Сам молодой богослов совершенно охладел к этому делу. Возможно, он потерял к нему интерес после того, как его миссия провалилась; возможно, затея с самого начала казалась ему унизительной; возможно также, он вообще согласился взять на себя роль ходатая, только имея в виду тайные личные планы, которые тоже бесславно рухнули. Наконец Штаупиц сообщил Лютеру, что его с нетерпением ждут в Виттенберге. Мартин нисколько не расстроился оттого, что в Эрфурт ему возвращаться не нужно. Тамошняя братия всегда вызывала у него неприязнь своими строгостями в соблюдении устава, тогда как Штаупиц по-прежнему настаивал, что Мартин должен занять после него кафедру. Таким образом, и для того и для другого дела оборачивались совсем неплохо. Разумеется, Мартин для проформы сделал вид, что не согласен с решением. «Я болен, я глуп, — заявил он. — Вам бы следовало поискать кого-нибудь другого». Но викарий только поощрительно улыбался, давая понять, что Церкви нужны именно такие люди, как Лютер, ибо за ними будущее. Нет никаких сомнений, что в ту минуту Штаупиц вполне искренне верил, что, помогая брату Мартину избавиться от меланхолии, он открывал перед ним возможность послужить своими талантами во благо Церкви.

## ОПИСАНИЕ ЗАДАНИЯ
В каком городе, как Штаупиц сообщил Лютеру, его с нетерпением ждут, согласно отрывку о Лютере?

## ЗАПИСАННЫЕ ДАННЫЕ
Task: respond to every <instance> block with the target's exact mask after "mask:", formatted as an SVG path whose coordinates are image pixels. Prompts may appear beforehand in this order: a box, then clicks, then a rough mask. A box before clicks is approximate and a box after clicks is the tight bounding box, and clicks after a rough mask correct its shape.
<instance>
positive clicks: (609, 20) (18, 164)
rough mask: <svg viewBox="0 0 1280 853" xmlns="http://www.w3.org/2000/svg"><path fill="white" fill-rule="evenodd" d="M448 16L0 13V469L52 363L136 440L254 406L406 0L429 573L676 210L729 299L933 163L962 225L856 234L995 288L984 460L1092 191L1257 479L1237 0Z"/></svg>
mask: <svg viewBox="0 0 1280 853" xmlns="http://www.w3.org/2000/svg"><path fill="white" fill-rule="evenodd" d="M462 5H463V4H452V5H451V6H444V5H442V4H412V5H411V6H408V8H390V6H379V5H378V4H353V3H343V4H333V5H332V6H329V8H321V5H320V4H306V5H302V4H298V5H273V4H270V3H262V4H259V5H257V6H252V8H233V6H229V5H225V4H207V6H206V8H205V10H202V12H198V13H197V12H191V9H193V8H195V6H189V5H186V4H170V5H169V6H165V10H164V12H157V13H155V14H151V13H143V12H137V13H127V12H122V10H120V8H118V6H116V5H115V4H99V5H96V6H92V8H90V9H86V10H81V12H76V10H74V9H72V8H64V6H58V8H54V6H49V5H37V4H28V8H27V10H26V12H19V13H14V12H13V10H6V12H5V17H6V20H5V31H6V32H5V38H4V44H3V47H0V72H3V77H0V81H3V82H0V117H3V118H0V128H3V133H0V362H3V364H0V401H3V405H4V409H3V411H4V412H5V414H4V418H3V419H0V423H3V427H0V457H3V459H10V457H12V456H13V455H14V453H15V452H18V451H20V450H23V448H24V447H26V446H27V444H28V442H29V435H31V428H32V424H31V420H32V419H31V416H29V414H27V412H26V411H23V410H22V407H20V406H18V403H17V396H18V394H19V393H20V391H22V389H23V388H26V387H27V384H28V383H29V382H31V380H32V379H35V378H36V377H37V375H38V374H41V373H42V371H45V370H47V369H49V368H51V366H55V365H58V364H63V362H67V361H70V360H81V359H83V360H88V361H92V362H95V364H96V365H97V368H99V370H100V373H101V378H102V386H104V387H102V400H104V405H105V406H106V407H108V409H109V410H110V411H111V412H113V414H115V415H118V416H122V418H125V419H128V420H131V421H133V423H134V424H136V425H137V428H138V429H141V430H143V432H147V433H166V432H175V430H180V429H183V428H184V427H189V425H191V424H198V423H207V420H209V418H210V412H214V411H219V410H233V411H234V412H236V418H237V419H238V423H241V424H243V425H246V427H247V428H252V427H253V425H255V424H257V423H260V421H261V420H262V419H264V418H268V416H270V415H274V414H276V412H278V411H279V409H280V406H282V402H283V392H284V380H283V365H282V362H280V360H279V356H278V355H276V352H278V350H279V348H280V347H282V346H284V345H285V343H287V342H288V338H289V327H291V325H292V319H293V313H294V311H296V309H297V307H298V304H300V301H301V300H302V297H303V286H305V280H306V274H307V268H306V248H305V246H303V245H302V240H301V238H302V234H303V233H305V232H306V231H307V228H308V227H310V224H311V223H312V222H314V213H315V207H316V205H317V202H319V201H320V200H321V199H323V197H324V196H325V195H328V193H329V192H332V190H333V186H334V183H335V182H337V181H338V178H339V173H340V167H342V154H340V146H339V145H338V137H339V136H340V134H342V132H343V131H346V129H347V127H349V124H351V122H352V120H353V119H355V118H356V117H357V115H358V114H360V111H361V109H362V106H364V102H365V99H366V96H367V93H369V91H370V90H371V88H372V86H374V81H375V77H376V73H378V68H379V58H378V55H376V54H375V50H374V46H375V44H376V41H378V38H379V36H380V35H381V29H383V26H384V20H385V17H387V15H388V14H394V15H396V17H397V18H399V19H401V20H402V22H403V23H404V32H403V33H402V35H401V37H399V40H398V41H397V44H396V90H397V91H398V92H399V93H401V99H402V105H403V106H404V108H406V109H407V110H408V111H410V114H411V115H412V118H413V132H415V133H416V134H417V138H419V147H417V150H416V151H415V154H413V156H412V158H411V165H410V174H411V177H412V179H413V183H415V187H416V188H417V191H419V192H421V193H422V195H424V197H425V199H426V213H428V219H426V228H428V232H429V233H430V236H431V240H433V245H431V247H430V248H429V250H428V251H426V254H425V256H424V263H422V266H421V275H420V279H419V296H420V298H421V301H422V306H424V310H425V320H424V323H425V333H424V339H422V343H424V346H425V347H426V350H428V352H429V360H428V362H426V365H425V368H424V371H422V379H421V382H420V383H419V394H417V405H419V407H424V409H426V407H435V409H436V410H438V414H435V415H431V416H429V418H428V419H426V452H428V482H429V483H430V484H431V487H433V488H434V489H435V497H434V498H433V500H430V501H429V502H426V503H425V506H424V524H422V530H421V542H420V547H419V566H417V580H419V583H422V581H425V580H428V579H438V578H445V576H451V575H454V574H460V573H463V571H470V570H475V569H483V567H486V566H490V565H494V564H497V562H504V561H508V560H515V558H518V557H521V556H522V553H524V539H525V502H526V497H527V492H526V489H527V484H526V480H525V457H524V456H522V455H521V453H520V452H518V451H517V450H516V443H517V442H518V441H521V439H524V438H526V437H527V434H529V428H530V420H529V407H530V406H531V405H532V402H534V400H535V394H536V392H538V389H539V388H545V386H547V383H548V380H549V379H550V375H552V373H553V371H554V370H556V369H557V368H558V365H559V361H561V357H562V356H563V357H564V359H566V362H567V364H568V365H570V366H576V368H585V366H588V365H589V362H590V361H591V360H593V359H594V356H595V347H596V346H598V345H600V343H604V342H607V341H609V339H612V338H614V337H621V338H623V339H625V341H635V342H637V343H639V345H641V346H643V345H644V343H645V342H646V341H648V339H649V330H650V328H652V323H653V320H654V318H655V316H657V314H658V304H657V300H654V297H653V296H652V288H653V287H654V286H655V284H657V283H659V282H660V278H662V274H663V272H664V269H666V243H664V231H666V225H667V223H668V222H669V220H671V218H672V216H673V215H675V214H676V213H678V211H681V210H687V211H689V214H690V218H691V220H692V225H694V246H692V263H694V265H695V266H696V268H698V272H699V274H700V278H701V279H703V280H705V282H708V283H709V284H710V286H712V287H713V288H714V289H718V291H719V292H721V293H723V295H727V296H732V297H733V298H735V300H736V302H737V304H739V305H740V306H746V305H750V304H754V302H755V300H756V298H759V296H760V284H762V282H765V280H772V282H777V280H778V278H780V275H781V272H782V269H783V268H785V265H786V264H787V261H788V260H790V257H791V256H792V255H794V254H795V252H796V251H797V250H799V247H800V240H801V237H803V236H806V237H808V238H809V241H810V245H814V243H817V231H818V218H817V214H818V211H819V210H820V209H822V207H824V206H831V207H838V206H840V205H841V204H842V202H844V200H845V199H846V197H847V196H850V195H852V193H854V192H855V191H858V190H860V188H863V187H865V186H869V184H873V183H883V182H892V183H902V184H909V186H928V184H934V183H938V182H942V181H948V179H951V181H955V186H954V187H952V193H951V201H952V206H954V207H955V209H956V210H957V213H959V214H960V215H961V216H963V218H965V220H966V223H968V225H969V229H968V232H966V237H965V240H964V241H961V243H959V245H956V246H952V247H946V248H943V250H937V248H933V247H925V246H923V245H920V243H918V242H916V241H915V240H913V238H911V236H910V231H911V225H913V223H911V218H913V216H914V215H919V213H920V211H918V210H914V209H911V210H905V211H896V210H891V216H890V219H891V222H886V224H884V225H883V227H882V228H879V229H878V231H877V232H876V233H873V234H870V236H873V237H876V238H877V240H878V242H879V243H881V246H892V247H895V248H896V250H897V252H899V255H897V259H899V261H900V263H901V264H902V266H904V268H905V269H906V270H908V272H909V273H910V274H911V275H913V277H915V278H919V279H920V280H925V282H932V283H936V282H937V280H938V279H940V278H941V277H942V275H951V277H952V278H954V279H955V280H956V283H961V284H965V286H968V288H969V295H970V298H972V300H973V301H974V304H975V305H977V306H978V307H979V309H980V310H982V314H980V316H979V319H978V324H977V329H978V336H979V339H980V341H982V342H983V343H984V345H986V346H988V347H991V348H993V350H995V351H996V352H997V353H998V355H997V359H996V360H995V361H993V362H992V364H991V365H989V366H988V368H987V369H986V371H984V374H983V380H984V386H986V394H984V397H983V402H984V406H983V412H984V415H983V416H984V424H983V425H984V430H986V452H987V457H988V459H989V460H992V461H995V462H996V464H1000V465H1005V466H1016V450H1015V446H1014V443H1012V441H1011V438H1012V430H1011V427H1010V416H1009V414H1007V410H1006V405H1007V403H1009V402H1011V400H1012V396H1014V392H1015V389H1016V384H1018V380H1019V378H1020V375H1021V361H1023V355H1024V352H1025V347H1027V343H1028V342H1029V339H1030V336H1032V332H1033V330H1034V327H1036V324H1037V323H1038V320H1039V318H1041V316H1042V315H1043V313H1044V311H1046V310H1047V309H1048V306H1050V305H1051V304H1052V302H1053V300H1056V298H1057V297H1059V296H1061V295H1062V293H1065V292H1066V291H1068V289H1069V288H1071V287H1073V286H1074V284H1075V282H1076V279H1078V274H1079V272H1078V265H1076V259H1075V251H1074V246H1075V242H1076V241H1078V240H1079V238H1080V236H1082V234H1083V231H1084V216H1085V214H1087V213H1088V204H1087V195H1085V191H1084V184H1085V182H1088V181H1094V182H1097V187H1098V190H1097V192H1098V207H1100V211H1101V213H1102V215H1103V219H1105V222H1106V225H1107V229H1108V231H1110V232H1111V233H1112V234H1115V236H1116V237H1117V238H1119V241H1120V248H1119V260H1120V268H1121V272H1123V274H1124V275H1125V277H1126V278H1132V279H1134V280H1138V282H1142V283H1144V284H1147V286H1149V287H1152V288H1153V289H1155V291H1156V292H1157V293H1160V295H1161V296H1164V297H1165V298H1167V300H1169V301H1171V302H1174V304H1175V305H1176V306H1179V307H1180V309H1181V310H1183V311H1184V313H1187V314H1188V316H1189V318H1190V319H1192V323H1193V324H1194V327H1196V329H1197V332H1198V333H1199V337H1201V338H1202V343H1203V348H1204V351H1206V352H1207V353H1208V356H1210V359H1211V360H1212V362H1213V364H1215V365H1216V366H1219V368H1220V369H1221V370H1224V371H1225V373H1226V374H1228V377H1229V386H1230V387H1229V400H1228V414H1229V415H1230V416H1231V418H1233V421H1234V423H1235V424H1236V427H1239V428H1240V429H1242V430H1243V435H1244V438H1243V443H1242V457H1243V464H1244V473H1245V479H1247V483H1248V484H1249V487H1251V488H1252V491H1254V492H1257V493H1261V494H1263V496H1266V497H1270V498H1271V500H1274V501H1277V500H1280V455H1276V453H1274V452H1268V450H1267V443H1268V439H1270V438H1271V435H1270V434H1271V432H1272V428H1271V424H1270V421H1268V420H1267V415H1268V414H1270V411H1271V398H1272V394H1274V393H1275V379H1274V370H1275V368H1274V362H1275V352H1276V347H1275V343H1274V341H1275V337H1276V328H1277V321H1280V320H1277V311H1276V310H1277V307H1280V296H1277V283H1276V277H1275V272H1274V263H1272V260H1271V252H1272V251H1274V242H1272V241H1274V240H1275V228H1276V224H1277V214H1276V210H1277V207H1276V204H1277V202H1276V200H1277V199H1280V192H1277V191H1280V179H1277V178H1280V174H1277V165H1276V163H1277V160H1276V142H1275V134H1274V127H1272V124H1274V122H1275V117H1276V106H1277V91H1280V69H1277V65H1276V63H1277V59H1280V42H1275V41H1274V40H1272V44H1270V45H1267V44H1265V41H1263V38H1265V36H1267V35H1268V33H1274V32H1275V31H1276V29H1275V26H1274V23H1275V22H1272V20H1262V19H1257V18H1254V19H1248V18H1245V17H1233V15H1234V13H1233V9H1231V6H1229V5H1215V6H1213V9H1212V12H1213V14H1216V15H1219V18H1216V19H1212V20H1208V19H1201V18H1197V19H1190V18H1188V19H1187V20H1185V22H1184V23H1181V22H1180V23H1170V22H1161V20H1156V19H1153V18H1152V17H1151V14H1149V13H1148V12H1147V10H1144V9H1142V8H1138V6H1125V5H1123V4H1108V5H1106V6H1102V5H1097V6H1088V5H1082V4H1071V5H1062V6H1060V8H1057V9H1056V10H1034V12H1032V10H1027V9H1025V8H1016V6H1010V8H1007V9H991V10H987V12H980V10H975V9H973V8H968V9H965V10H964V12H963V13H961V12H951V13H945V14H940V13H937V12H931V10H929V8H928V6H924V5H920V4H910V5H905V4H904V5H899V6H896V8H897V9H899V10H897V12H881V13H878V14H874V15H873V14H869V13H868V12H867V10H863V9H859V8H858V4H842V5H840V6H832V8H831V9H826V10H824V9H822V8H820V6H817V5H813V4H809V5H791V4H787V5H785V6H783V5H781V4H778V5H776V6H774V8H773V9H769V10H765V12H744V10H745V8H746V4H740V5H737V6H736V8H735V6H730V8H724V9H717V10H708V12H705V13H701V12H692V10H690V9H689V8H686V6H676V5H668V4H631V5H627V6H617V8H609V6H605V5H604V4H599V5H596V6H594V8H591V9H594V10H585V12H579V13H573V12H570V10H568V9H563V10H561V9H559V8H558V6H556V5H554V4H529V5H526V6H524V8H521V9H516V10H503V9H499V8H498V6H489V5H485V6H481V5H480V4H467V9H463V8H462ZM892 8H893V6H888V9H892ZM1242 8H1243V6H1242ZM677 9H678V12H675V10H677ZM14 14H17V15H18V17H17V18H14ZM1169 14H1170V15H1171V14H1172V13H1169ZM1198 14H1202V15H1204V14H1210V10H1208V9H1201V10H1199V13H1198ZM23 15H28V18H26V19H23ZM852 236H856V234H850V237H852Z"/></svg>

## ПИСЬМЕННОЕ РЕШЕНИЕ
В Виттенберге.